§ Exercise input:
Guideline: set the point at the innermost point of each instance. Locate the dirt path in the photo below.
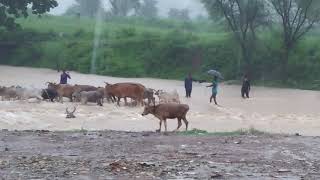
(270, 109)
(147, 155)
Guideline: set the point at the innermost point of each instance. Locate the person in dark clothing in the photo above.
(188, 85)
(214, 86)
(64, 77)
(245, 90)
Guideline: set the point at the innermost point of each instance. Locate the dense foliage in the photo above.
(11, 9)
(167, 49)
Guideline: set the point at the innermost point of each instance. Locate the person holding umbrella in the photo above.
(188, 85)
(214, 85)
(245, 89)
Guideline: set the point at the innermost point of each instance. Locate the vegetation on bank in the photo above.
(137, 47)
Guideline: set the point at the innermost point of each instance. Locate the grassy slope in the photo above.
(139, 48)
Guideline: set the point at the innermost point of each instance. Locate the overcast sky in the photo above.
(194, 6)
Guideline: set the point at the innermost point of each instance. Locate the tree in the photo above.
(182, 15)
(297, 18)
(123, 7)
(148, 9)
(243, 17)
(11, 9)
(86, 7)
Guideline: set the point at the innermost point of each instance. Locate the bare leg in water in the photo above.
(214, 97)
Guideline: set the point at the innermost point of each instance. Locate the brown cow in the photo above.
(63, 90)
(126, 90)
(168, 111)
(80, 88)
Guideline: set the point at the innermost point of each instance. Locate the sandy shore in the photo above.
(269, 109)
(144, 155)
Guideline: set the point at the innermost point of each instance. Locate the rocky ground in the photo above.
(124, 155)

§ Challenge:
Reproduce all the items above with every "innermost point" changed to "central point", keeping everything else the same. Leave the pictures out.

§ Task output:
Guideline: set the point at the central point of each instance. Locate the dirt path in the photo below.
(270, 109)
(147, 155)
Guideline: set the point at the central point of each instance. Locate the person in dark clothing in the photo above.
(188, 85)
(214, 86)
(64, 77)
(245, 90)
Guideline: set the point at the central point of each instance. Locate the dense foliage in the photo above.
(11, 9)
(167, 49)
Guideline: set the point at the central point of each instance. Locate the person holding umbrella in the photo above.
(188, 85)
(214, 85)
(245, 89)
Guideline: set the point at the central point of each instance. Locate the vegetation on bank in the photo above.
(137, 47)
Guideline: set the point at the central point of each instance. Locate the grassy slope in the photo above.
(139, 48)
Guideline: set the point at the central point of each instance. Locate the overcast sky in the photo above.
(194, 6)
Guideline: set the point at the central point of each instance. Locate the tree in the photo above.
(182, 15)
(297, 18)
(123, 7)
(148, 9)
(243, 17)
(11, 9)
(86, 7)
Guideline: set the point at the central point of each instance. Locate the bare leg in water in the photo above.
(214, 97)
Guideline: set the point at the central point of each instance. Locate the brown cow in the photo above.
(63, 90)
(126, 90)
(168, 111)
(80, 88)
Guideline: set the point at the central point of each instance. Locate the sandy shore in the photo above.
(269, 109)
(144, 155)
Guideline: set the point at the central point of each instance. Locate the rocky ground in the photo above.
(124, 155)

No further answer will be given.